### SUPPLIED MATERIAL:
——
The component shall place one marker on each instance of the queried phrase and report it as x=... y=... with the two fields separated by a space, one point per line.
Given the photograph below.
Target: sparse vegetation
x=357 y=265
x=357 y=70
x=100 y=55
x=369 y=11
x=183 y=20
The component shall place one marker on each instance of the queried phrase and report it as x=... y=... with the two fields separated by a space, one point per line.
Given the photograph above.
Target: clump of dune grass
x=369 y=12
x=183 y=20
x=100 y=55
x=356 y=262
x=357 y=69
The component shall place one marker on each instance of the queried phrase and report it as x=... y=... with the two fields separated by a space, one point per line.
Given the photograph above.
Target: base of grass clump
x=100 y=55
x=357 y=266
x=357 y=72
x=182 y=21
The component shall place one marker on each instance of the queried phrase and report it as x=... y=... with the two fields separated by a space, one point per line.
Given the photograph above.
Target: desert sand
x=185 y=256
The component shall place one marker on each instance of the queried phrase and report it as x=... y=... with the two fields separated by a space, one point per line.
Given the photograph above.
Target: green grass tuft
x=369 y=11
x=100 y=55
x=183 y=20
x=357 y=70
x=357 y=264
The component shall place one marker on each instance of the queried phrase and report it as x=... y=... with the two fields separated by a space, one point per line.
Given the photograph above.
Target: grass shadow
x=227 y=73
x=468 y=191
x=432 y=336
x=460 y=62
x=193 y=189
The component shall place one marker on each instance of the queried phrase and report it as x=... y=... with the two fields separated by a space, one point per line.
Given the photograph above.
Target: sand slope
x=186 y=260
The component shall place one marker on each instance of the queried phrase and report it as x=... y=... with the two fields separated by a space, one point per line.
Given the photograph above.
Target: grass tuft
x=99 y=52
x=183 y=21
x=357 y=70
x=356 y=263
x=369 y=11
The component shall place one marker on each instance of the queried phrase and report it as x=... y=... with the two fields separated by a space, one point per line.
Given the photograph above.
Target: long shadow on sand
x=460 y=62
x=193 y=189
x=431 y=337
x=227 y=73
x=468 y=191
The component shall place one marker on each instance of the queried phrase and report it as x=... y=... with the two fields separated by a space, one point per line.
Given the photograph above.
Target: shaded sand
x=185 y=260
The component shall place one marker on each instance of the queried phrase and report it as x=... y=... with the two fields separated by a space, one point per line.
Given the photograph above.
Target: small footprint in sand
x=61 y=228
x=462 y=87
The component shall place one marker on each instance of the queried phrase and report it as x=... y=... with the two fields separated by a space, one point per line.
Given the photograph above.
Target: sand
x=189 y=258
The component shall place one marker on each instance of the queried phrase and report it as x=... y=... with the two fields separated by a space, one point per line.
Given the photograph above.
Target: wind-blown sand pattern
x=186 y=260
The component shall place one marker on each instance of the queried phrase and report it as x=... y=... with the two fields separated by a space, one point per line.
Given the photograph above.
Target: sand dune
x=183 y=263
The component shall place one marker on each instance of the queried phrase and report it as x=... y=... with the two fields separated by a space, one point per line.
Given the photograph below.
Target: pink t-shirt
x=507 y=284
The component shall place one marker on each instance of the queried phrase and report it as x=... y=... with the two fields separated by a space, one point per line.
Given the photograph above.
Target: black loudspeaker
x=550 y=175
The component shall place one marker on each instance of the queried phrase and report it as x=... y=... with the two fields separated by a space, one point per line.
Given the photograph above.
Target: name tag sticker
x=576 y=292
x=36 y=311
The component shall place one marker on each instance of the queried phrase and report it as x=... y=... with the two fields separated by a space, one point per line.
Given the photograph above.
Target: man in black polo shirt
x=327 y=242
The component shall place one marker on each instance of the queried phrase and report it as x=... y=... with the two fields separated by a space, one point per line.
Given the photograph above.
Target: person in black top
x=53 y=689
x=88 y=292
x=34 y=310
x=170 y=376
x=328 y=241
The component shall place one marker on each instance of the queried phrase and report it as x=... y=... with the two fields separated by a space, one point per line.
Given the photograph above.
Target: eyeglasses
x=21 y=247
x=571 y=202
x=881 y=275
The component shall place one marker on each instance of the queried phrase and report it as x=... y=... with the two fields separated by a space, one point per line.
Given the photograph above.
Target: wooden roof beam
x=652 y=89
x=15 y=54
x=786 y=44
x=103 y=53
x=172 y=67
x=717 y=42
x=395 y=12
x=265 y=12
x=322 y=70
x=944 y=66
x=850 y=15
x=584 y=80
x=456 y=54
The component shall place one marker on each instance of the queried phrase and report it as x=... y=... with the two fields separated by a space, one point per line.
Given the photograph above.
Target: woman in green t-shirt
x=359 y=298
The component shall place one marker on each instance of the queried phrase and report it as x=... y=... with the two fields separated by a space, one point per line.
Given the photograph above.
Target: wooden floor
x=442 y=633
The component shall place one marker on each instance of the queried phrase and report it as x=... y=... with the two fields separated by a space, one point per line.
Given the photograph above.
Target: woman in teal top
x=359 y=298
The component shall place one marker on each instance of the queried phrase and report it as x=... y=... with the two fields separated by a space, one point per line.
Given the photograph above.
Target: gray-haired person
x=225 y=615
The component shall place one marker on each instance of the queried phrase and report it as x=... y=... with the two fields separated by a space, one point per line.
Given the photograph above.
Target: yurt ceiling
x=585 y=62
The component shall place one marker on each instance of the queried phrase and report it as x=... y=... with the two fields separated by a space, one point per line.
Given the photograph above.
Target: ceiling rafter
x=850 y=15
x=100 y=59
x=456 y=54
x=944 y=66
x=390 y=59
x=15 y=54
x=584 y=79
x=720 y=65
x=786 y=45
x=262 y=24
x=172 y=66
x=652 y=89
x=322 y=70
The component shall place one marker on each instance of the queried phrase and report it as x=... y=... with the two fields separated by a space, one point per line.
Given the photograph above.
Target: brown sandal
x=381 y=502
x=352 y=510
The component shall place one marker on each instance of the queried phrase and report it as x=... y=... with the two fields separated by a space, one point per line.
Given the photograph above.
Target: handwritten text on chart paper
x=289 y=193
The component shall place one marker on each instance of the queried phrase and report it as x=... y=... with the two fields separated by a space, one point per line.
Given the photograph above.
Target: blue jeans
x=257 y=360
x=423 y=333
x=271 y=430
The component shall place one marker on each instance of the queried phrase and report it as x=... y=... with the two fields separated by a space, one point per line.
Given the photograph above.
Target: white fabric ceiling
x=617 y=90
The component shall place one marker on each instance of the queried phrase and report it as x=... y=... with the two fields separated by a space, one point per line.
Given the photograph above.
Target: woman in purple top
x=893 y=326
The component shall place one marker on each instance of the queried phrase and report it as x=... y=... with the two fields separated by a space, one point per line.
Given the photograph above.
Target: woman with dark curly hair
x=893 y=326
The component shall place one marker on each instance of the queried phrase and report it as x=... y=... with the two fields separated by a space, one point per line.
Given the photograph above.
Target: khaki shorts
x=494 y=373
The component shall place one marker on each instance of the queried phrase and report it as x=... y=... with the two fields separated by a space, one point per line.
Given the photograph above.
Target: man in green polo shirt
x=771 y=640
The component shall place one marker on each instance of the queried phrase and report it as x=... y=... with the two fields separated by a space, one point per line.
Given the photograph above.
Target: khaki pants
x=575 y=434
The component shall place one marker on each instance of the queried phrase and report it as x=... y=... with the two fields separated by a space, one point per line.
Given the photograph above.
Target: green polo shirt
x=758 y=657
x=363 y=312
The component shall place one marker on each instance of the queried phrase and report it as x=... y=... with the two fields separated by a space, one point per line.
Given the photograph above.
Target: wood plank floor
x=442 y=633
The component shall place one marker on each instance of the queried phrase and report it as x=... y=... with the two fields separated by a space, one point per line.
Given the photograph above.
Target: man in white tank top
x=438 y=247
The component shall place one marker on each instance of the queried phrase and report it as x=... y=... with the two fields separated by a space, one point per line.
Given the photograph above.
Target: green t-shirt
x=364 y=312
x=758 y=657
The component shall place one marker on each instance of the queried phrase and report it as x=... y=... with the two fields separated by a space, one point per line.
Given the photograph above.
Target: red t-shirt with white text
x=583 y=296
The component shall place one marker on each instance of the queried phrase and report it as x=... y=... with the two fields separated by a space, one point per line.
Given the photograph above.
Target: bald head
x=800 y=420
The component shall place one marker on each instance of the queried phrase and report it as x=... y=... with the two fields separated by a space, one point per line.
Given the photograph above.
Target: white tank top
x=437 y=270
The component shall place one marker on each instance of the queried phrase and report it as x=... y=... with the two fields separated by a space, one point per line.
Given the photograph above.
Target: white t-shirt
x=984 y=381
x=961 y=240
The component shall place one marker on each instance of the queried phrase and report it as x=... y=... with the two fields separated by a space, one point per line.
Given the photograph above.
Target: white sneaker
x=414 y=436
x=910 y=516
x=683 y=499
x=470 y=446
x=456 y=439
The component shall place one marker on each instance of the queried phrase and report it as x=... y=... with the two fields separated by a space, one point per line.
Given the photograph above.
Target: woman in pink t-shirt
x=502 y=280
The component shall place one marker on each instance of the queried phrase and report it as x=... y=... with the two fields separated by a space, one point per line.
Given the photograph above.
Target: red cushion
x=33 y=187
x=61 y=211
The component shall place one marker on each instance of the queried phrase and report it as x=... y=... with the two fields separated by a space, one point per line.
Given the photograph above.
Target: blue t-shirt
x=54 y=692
——
### WHAT IS EXPECTED:
Work out how many lines of the entries above contain the string "grass". Case counts. Reply with that number alone.

### TASK SOLUTION:
5